*AIM OF THE EXERCISE*.
Return all of the rows below word for word, but leave the pictures out.

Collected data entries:
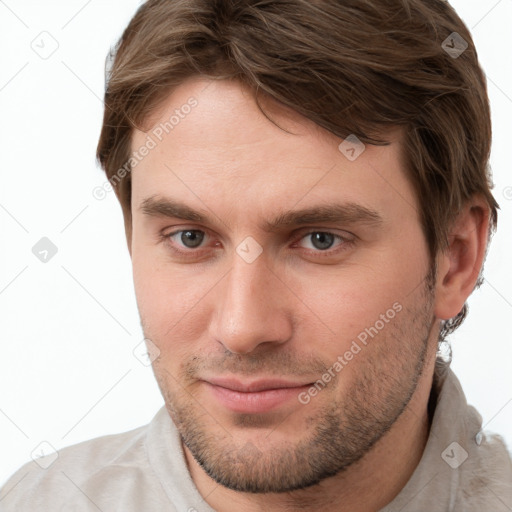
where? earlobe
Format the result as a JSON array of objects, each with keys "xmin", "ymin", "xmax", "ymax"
[{"xmin": 435, "ymin": 199, "xmax": 490, "ymax": 320}]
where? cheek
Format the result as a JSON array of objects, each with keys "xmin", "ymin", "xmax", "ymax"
[
  {"xmin": 298, "ymin": 250, "xmax": 428, "ymax": 359},
  {"xmin": 132, "ymin": 243, "xmax": 214, "ymax": 355}
]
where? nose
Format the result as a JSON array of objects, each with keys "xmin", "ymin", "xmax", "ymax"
[{"xmin": 210, "ymin": 250, "xmax": 293, "ymax": 354}]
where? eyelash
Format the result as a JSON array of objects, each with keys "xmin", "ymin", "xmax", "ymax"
[{"xmin": 161, "ymin": 228, "xmax": 355, "ymax": 257}]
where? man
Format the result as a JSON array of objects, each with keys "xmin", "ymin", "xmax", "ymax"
[{"xmin": 0, "ymin": 0, "xmax": 512, "ymax": 512}]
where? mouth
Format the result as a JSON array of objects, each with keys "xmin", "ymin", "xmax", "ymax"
[{"xmin": 202, "ymin": 378, "xmax": 313, "ymax": 414}]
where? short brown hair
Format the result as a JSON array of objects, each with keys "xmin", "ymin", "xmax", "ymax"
[{"xmin": 97, "ymin": 0, "xmax": 498, "ymax": 335}]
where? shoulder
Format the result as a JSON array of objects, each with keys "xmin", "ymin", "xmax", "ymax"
[
  {"xmin": 0, "ymin": 425, "xmax": 156, "ymax": 512},
  {"xmin": 459, "ymin": 430, "xmax": 512, "ymax": 511}
]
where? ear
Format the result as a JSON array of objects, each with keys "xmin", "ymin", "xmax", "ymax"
[{"xmin": 434, "ymin": 197, "xmax": 490, "ymax": 320}]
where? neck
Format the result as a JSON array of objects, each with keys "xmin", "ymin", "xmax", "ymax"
[{"xmin": 184, "ymin": 360, "xmax": 434, "ymax": 512}]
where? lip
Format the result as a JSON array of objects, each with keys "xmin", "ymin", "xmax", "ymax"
[{"xmin": 203, "ymin": 378, "xmax": 311, "ymax": 414}]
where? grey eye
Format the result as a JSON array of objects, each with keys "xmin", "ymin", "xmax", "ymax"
[{"xmin": 180, "ymin": 229, "xmax": 204, "ymax": 249}]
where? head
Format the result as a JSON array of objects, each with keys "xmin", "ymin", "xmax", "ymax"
[{"xmin": 97, "ymin": 0, "xmax": 497, "ymax": 492}]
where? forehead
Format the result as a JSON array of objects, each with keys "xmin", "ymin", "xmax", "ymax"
[{"xmin": 128, "ymin": 78, "xmax": 417, "ymax": 224}]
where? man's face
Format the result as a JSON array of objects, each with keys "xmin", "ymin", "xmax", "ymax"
[{"xmin": 131, "ymin": 80, "xmax": 435, "ymax": 492}]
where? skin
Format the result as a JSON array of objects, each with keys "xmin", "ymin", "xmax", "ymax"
[{"xmin": 130, "ymin": 78, "xmax": 488, "ymax": 512}]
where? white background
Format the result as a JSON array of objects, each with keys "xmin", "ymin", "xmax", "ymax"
[{"xmin": 0, "ymin": 0, "xmax": 512, "ymax": 484}]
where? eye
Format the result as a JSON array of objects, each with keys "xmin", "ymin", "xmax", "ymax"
[
  {"xmin": 166, "ymin": 229, "xmax": 205, "ymax": 249},
  {"xmin": 298, "ymin": 231, "xmax": 352, "ymax": 253}
]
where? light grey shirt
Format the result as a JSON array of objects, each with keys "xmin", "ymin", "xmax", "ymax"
[{"xmin": 0, "ymin": 369, "xmax": 512, "ymax": 512}]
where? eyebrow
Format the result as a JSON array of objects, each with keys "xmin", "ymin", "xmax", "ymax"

*EXPECTED ANSWER*.
where? earlobe
Format the result as a JSON array of objects, each with keys "xmin", "ymin", "xmax", "ymax"
[{"xmin": 435, "ymin": 199, "xmax": 490, "ymax": 320}]
where? cheek
Format the result as a JSON array of objects, each with keys "xmin", "ymin", "xmax", "ymax"
[
  {"xmin": 298, "ymin": 250, "xmax": 428, "ymax": 359},
  {"xmin": 132, "ymin": 243, "xmax": 214, "ymax": 355}
]
where? nose
Format the result as a JSON array of objects, each with keys "xmin", "ymin", "xmax", "ymax"
[{"xmin": 210, "ymin": 250, "xmax": 293, "ymax": 354}]
where? eyelash
Format the result as a JSON array of objects, each with keys "xmin", "ymin", "xmax", "ymax"
[{"xmin": 161, "ymin": 228, "xmax": 355, "ymax": 257}]
where? man
Format the result as a JSON array of objects, each with keys "xmin", "ymin", "xmax", "ymax"
[{"xmin": 0, "ymin": 0, "xmax": 512, "ymax": 512}]
where? mouth
Format the result as a JSON array of objects, each with keys "xmin", "ymin", "xmax", "ymax"
[{"xmin": 202, "ymin": 378, "xmax": 313, "ymax": 414}]
where? short brown hair
Format the result as a JSON array of objects, each with keys "xmin", "ymin", "xmax", "ymax"
[{"xmin": 97, "ymin": 0, "xmax": 498, "ymax": 335}]
where? shoulder
Format the result as a JSON array of objects, each with keys "xmin", "ymin", "xmax", "ymax"
[
  {"xmin": 0, "ymin": 425, "xmax": 156, "ymax": 512},
  {"xmin": 459, "ymin": 430, "xmax": 512, "ymax": 511}
]
where? ear
Format the result as a JSON array of objects, each with keys "xmin", "ymin", "xmax", "ymax"
[{"xmin": 434, "ymin": 197, "xmax": 490, "ymax": 320}]
where? neck
Format the result as a JSON array of objects, each with keys "xmin", "ymin", "xmax", "ymax"
[{"xmin": 184, "ymin": 360, "xmax": 434, "ymax": 512}]
where? lip
Format the result as a JSON array of objects, each with keys "xmin", "ymin", "xmax", "ymax"
[{"xmin": 203, "ymin": 378, "xmax": 311, "ymax": 414}]
where? grey eye
Format the result as a JSON array of objects, each with keys "xmin", "ymin", "xmax", "ymax"
[{"xmin": 180, "ymin": 229, "xmax": 204, "ymax": 249}]
where? head
Format the result as a JSON array of objects, each with keys "xmin", "ymin", "xmax", "ymax"
[{"xmin": 97, "ymin": 0, "xmax": 497, "ymax": 492}]
where? forehead
Format the result as a JSON array of objects, each with keys "xmin", "ymin", "xmax", "ymax"
[{"xmin": 128, "ymin": 78, "xmax": 417, "ymax": 224}]
where? man's face
Format the result as a JSON array of objects, each with keys "xmin", "ymin", "xmax", "ymax"
[{"xmin": 131, "ymin": 80, "xmax": 435, "ymax": 492}]
where? skin
Format the result as a JSON array of objects, each with keys "xmin", "ymin", "xmax", "ymax"
[{"xmin": 130, "ymin": 78, "xmax": 488, "ymax": 512}]
where? white background
Format the result as a JSON array of objects, each with keys "xmin", "ymin", "xmax", "ymax"
[{"xmin": 0, "ymin": 0, "xmax": 512, "ymax": 484}]
where? eye
Format the result as a JSON array of objects, each with keys "xmin", "ymin", "xmax", "ymax"
[
  {"xmin": 166, "ymin": 229, "xmax": 205, "ymax": 249},
  {"xmin": 298, "ymin": 231, "xmax": 352, "ymax": 253}
]
where? light grey shirt
Format the result as a JSON array of objects, each with keys "xmin", "ymin", "xmax", "ymax"
[{"xmin": 0, "ymin": 369, "xmax": 512, "ymax": 512}]
where? eyebrow
Format the result as a JSON array of objects, each with keys "xmin", "ymin", "xmax", "ymax"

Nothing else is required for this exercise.